> _YOUR TASK_
Show every line from the entries below that contains the word "shirt", with case counting.

☆ ☆ ☆ ☆

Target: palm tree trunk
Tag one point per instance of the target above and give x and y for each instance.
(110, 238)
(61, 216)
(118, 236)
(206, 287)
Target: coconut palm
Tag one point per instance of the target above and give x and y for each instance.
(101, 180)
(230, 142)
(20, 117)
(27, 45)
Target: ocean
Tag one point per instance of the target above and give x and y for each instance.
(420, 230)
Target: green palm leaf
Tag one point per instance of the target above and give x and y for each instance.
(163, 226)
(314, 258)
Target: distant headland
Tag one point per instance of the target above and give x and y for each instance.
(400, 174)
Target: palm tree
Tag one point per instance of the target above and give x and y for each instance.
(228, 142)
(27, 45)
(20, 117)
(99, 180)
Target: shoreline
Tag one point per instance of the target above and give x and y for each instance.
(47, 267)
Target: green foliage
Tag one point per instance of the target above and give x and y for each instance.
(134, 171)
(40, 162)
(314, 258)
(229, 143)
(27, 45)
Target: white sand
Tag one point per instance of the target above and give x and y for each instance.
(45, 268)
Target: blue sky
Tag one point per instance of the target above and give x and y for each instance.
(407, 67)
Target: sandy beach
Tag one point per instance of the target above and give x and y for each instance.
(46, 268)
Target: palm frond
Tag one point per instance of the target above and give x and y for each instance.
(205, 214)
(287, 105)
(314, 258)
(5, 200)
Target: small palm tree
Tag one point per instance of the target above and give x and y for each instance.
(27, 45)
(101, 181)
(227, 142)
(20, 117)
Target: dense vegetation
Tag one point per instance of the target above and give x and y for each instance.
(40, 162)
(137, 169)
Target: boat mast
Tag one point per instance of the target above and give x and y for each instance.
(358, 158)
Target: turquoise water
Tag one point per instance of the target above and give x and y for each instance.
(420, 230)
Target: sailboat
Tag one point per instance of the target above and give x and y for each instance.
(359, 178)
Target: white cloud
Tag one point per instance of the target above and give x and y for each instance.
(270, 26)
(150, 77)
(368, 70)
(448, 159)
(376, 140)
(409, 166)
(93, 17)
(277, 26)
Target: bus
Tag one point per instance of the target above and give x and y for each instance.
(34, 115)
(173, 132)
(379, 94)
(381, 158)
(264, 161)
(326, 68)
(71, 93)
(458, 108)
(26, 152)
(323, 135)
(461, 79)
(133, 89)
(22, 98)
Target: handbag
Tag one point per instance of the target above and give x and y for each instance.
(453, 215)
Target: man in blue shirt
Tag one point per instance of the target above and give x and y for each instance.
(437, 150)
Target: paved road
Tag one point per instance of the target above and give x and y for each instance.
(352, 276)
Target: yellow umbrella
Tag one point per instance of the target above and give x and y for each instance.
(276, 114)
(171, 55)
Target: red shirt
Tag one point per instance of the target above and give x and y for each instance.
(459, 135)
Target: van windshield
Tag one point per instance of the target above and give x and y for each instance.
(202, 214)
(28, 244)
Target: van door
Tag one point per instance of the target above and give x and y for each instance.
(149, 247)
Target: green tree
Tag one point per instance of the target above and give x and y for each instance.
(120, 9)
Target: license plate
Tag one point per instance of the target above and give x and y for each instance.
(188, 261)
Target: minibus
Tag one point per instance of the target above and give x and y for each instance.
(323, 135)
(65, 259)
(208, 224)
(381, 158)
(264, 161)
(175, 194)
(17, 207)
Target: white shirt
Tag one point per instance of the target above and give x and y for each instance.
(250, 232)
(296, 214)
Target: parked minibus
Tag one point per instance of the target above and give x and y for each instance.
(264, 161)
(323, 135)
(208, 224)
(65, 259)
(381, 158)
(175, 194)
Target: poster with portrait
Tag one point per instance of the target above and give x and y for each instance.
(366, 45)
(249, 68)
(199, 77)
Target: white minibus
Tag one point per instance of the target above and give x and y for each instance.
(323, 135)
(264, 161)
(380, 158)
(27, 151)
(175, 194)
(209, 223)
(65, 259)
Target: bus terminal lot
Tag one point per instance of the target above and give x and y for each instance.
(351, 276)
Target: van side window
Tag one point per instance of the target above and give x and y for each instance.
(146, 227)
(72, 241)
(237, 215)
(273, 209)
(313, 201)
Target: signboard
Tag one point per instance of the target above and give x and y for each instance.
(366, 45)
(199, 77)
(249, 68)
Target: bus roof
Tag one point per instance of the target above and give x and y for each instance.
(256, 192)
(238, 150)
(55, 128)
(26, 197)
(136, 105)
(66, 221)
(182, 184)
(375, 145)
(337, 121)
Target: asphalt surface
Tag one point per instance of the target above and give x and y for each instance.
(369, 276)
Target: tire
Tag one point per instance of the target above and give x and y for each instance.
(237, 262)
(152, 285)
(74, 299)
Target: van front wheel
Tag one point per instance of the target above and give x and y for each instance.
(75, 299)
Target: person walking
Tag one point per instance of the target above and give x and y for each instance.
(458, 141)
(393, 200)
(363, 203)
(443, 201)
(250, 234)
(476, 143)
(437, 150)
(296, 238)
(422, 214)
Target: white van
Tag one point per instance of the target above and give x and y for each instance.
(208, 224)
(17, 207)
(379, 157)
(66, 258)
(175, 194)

☆ ☆ ☆ ☆

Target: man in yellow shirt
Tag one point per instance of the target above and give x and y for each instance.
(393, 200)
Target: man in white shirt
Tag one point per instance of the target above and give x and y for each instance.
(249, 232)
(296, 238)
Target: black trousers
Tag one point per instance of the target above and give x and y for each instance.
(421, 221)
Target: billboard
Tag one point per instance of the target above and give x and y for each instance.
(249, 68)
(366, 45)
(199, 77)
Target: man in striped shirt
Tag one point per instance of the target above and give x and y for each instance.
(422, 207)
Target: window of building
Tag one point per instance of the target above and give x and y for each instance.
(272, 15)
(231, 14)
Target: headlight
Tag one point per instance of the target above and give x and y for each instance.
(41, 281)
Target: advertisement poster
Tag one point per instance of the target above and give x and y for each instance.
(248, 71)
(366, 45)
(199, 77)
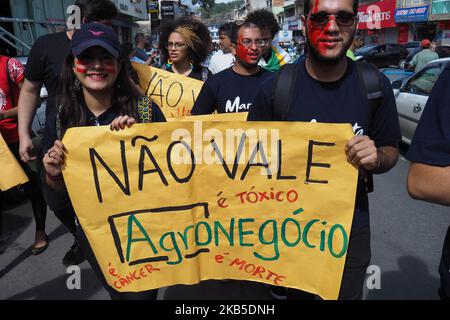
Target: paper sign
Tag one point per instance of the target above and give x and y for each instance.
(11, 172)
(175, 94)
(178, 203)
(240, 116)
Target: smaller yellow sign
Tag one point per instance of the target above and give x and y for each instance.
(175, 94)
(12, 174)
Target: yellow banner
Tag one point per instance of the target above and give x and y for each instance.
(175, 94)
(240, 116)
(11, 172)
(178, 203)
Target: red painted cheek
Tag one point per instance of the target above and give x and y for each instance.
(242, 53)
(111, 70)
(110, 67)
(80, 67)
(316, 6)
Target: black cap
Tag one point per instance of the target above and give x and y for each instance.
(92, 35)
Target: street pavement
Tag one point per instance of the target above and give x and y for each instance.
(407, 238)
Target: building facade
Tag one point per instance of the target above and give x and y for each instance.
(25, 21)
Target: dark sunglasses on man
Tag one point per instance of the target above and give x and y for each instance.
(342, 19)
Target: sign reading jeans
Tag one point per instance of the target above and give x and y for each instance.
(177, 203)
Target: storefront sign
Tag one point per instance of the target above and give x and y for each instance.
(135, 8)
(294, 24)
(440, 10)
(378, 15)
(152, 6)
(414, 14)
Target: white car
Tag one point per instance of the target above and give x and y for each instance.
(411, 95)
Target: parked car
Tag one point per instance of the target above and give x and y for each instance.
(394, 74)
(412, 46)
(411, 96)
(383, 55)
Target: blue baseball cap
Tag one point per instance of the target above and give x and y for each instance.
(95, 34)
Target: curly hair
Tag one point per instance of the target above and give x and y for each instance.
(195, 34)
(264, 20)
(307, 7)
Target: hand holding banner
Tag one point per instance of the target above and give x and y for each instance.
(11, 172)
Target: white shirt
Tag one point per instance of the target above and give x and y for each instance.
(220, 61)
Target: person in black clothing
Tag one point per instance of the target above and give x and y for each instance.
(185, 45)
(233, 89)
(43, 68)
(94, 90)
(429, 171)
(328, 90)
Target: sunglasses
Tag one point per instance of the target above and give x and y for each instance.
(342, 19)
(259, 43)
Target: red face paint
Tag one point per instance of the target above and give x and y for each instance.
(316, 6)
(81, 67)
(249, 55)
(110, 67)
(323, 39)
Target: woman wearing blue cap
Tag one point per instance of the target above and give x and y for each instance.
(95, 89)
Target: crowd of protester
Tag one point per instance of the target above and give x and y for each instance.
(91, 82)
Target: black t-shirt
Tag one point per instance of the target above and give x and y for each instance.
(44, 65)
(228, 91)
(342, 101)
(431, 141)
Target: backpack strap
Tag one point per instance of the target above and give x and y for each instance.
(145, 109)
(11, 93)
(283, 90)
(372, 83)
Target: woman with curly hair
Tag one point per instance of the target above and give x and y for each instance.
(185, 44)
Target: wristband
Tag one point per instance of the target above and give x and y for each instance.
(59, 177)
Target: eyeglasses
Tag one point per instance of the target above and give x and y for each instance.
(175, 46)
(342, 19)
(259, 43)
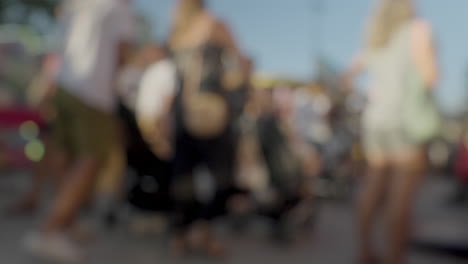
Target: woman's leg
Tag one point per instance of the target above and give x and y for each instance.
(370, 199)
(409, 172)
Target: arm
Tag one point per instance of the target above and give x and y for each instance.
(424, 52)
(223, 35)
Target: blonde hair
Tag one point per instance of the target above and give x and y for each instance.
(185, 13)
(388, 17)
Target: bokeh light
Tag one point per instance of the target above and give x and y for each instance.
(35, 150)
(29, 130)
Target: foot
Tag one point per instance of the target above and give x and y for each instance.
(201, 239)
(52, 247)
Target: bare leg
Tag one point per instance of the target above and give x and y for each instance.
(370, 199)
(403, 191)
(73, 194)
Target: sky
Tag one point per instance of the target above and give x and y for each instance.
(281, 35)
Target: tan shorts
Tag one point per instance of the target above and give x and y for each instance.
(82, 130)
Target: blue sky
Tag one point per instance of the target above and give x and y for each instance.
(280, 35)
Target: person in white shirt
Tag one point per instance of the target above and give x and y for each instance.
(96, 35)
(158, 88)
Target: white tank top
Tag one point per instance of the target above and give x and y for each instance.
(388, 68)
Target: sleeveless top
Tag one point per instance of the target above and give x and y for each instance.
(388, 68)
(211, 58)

☆ ☆ ☆ ☆

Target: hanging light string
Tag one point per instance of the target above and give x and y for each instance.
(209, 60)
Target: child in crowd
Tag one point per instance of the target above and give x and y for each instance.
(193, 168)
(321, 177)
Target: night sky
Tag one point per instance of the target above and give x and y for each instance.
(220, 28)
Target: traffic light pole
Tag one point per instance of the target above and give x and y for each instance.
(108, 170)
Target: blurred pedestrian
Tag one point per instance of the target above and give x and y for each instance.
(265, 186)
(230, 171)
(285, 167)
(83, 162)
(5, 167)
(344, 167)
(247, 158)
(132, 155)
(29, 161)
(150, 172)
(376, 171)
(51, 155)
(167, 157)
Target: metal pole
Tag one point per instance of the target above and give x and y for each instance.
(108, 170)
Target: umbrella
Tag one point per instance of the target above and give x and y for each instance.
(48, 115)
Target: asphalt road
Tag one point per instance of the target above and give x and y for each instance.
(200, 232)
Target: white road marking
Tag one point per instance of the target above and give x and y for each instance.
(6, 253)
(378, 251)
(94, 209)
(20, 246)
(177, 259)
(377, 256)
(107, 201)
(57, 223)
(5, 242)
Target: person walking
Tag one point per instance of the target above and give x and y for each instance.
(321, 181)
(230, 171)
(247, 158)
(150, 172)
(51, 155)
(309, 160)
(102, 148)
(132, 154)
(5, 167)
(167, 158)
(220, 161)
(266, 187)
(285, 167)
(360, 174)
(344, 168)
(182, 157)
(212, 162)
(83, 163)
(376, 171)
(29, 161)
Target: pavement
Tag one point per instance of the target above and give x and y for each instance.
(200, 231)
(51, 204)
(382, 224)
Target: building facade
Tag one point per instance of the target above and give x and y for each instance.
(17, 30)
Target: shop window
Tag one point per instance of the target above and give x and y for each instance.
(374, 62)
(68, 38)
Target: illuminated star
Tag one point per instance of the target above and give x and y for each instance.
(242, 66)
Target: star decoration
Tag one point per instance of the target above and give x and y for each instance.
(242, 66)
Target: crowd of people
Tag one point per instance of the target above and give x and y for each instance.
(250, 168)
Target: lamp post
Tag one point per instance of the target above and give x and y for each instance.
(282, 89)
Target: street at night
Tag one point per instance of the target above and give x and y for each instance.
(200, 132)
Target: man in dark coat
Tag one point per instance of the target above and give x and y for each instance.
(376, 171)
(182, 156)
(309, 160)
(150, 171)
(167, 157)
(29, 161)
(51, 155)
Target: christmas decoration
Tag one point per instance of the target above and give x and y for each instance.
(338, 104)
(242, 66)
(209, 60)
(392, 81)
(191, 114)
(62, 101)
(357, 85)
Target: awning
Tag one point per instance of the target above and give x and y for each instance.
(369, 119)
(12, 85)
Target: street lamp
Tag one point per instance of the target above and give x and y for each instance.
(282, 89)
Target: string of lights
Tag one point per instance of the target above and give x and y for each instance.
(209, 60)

☆ ☆ ☆ ☆

> _RESULT OF THE TASK_
Target: man in blue shirt
Target: red shirt
Target: white shirt
Target: man in yellow shirt
Target: man in white shirt
Target: man in striped shirt
Target: white shirt
Target: black t-shirt
Target: person in white shirt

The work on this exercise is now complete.